Supplied records:
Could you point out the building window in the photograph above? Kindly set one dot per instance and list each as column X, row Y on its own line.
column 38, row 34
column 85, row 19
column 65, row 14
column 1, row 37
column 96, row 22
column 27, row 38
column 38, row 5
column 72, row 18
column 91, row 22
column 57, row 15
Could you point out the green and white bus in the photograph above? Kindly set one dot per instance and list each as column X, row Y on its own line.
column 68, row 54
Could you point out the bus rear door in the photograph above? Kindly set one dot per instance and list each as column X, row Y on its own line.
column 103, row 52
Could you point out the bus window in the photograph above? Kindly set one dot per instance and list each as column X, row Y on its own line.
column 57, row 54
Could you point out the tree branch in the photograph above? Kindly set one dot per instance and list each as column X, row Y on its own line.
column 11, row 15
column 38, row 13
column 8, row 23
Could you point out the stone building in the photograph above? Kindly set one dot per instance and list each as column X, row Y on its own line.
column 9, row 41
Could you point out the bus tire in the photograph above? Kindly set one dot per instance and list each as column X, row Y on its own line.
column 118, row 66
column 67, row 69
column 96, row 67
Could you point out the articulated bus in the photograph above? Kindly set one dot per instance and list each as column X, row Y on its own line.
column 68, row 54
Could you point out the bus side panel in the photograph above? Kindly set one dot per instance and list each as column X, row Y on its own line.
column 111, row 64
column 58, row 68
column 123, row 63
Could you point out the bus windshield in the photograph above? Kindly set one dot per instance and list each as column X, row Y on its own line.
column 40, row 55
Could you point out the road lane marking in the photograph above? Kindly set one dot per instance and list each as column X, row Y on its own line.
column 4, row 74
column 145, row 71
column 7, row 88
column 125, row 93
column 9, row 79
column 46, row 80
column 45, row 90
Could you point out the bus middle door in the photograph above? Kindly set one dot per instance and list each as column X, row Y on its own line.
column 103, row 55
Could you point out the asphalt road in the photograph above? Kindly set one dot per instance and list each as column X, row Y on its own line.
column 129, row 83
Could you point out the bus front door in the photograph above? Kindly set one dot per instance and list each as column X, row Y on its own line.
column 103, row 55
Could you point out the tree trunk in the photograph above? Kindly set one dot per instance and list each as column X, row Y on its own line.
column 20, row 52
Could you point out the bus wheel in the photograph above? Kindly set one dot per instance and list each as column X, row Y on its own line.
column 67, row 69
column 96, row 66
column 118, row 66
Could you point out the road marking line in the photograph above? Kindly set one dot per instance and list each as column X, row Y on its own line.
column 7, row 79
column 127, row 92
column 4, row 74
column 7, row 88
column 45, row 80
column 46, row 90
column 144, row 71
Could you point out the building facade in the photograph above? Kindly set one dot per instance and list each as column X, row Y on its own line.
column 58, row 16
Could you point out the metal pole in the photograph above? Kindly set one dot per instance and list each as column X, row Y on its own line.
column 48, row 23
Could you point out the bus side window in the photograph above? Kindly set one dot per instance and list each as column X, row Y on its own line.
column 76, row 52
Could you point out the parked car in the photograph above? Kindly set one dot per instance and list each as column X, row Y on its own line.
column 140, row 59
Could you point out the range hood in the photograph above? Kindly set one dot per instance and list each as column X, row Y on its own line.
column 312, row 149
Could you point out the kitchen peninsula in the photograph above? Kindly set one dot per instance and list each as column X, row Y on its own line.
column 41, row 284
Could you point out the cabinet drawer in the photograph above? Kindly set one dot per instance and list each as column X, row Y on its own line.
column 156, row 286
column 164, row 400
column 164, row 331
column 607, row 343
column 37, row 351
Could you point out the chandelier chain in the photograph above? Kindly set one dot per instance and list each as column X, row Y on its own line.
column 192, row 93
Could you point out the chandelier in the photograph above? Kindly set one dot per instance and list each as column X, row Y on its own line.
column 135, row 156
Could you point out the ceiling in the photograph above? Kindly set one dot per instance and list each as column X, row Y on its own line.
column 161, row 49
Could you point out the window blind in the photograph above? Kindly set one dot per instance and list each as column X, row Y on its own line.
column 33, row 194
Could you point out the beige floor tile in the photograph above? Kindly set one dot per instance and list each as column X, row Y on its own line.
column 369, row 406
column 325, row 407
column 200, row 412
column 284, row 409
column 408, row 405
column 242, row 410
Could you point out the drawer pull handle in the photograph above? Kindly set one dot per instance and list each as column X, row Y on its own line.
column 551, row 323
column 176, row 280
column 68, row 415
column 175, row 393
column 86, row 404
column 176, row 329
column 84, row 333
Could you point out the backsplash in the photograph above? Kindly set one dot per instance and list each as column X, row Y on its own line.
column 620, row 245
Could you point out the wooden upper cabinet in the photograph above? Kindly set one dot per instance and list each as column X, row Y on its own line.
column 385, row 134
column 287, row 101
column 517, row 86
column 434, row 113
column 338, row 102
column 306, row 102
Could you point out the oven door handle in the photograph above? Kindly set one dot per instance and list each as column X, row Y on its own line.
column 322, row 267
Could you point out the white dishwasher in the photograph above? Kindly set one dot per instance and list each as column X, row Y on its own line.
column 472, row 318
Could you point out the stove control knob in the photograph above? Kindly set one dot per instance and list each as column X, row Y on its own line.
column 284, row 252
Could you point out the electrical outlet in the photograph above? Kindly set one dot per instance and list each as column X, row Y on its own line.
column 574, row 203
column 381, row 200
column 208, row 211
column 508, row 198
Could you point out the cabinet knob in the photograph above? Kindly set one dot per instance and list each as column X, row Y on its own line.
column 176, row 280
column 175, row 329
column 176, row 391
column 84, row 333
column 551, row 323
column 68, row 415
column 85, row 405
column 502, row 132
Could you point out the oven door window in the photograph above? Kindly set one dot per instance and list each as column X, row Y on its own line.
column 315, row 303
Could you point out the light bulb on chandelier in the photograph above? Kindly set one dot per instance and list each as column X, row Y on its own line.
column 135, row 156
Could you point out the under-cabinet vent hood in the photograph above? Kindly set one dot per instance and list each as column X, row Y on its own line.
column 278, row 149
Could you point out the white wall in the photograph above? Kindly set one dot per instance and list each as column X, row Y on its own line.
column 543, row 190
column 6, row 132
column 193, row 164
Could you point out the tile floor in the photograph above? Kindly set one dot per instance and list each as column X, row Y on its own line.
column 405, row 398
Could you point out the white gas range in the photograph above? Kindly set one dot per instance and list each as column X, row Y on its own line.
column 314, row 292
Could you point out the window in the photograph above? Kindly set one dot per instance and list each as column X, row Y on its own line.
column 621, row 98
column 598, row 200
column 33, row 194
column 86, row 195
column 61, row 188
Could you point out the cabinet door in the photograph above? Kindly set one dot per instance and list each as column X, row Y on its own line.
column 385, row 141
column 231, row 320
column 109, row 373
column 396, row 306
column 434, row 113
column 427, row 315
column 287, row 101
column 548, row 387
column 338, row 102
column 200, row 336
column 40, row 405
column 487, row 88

Prompt: Please set down all the data word for word.

Output for this exercise:
Could you point out the building window in the photograph above? Kindly set one dot per instance and list each as column X, row Y on its own line.
column 38, row 34
column 85, row 19
column 65, row 14
column 1, row 37
column 96, row 22
column 27, row 38
column 38, row 5
column 72, row 18
column 91, row 22
column 57, row 15
Could you point out the green and white bus in the photograph above? Kindly set one dot per instance and list each as column X, row Y on its own line.
column 68, row 54
Could you point out the bus rear door in the photograph above? Kindly set one dot per instance and list each as column X, row Y on its own line.
column 103, row 52
Could you point out the bus window in the photograph above? Kindly set one dot per instance and list each as column X, row Y on its own line.
column 57, row 54
Could you point out the tree branch in the photograph above? Kindly set one dot per instance and list each as column X, row Y on its own line.
column 11, row 15
column 38, row 13
column 8, row 23
Could you point out the stone building in the photograph above? Kindly set one dot per instance and list each as column X, row Y on its own line.
column 9, row 41
Could you point out the bus tire in the photograph above? Kindly set one dot per instance and list each as column X, row Y on its own line.
column 118, row 66
column 67, row 69
column 96, row 67
Could you point out the articulated bus in the photograph above? Kindly set one dot per instance and list each as column X, row Y on its own line.
column 68, row 54
Could you point out the bus side panel in the photograph above? Kindly set one dot per instance and list each as column X, row Y on its own line.
column 111, row 64
column 58, row 68
column 123, row 63
Could you point out the bus windshield in the photograph above? Kindly set one dot per instance and list each as column X, row Y on its own line.
column 40, row 55
Could you point out the road lane marking in the photograph above? Kindly set one dot per instance and list each as column X, row Y on its own line.
column 4, row 74
column 145, row 71
column 7, row 88
column 125, row 93
column 9, row 79
column 46, row 80
column 45, row 90
Could you point out the bus middle door in the photograph above? Kindly set one dot per instance and list each as column X, row Y on its own line.
column 103, row 55
Could you point out the asphalt road in the photograph above? Kindly set one dot per instance and list each as column X, row Y on its own line.
column 129, row 83
Could you point out the bus front door in the photograph above? Kindly set one dot per instance and list each as column X, row Y on its own line.
column 103, row 55
Could you point out the tree trunk in the photograph above? Kindly set one dot per instance and list each as column X, row Y on its own line.
column 20, row 52
Could you point out the bus wheel in the photograph above? Kindly set one dot per instance and list each as column X, row Y on its own line.
column 67, row 69
column 96, row 66
column 118, row 66
Could you point out the road marking line in the photograph above? Kindly set one dot per instance and list each as column X, row Y on its own line.
column 7, row 79
column 127, row 92
column 4, row 74
column 7, row 88
column 45, row 80
column 46, row 90
column 144, row 71
Could you point out the building facade in the photograph above? Kindly set one dot per instance and list each as column X, row Y on its own line.
column 58, row 16
Could you point out the metal pole in the photograph above? Kindly set one dot per instance and list each as column X, row Y on its own line.
column 48, row 23
Could you point out the bus side window in the photograph above? Kindly set one dot per instance and list each as column X, row Y on its own line.
column 76, row 52
Could you point out the parked car in the photograph above? Kindly set one dot per instance and list each as column X, row Y on its own line.
column 140, row 59
Could you point out the range hood in the photograph above? Kindly set one dot per instance and list each as column X, row Y on its own line.
column 312, row 149
Could you point out the kitchen peninsula in the photograph above? Kindly set one dot per instance and list each as column X, row Y on its own line.
column 41, row 284
Could you point out the cabinet drawer in the photograph above? Kindly set one dot per instance and list each as column X, row Y on its own line.
column 156, row 286
column 164, row 400
column 164, row 331
column 607, row 343
column 37, row 351
Could you point out the chandelier chain in the photograph above? Kindly set one dot per instance and list each as column X, row Y on its own line.
column 192, row 93
Could you point out the chandelier in the photograph above? Kindly set one dot per instance and list each as column X, row Y on its own line.
column 135, row 156
Could you point out the ceiling in the photograph above? Kindly set one dot per instance and list each as column X, row Y on its own line.
column 161, row 49
Could you point out the window blind in the photograph above? Kindly set one dot per instance and list each as column X, row Y on its own line.
column 33, row 194
Could you point out the beige floor tile in the photograph above? Kindly set one dot per instance and list each as column X, row Y on its own line.
column 369, row 406
column 325, row 407
column 200, row 412
column 284, row 409
column 408, row 405
column 242, row 410
Could you point out the drawer pull handle in the photograph above? Kindly set one dot per instance and list each as column X, row Y on its own line.
column 551, row 323
column 176, row 280
column 68, row 415
column 175, row 393
column 86, row 404
column 176, row 329
column 84, row 333
Could you point out the backsplash in the photograph above? Kindly set one dot per instance and list each as column X, row Y on its own line.
column 620, row 245
Could you point out the wooden upper cabinet in the photograph above? Kindly set one dot per instance and list each as column X, row Y on its own line.
column 385, row 134
column 287, row 101
column 517, row 86
column 434, row 113
column 338, row 102
column 306, row 102
Could you point out the oven door handle in the photograph above? Kindly set one dot per instance and list each as column X, row Y on its own line.
column 322, row 267
Could you point out the white dishwasher in the photograph above? Kindly set one dot per instance and list each as column X, row Y on its own line.
column 472, row 318
Could you point out the stove control knob in the photograph above? Kindly set one dot per instance and list each as column X, row Y on its own line.
column 284, row 252
Could you point out the electrical outlet in the photograph above? Kindly set one dot per instance and list each as column X, row Y on its own line.
column 574, row 203
column 381, row 200
column 208, row 211
column 508, row 198
Could you point out the cabinet knob in the photograph above? Kindly set one dot per instance and list each as column X, row Y on its own line.
column 176, row 280
column 175, row 329
column 176, row 391
column 84, row 333
column 551, row 323
column 68, row 415
column 85, row 405
column 502, row 132
Could you point out the oven door window in the photograph above? Kindly set one dot per instance and list each as column X, row Y on its own line.
column 315, row 303
Could you point out the light bulb on chandelier in the photograph above? Kindly set one dot per instance and list each as column X, row Y on its own line.
column 135, row 156
Could you point out the under-cabinet vent hood in the photograph above? Kindly set one dot per instance and list each as column X, row Y on its own line.
column 278, row 149
Could you point out the white wall in the photograph above? Kindly set one dot per instance and list each as column X, row Y on its own line.
column 543, row 190
column 6, row 132
column 193, row 164
Could you point out the tile floor in the photograph above? Kindly set one dot per instance and list each as column X, row Y on its own line.
column 405, row 398
Could you point out the white gas range in the photograph above? Kindly set one dot per instance and list each as column X, row Y on its own line.
column 314, row 292
Could you point out the window in the photograph above? Kindly set one dot per instance and list each as column X, row Y on its own line.
column 621, row 98
column 598, row 200
column 33, row 194
column 86, row 195
column 61, row 188
Could you point out the cabinet door in the photograph above? Kindly set one dot per instance and list each as column X, row Y on its own line.
column 385, row 141
column 231, row 320
column 109, row 373
column 396, row 306
column 434, row 113
column 427, row 315
column 287, row 101
column 548, row 387
column 338, row 102
column 200, row 336
column 40, row 405
column 487, row 88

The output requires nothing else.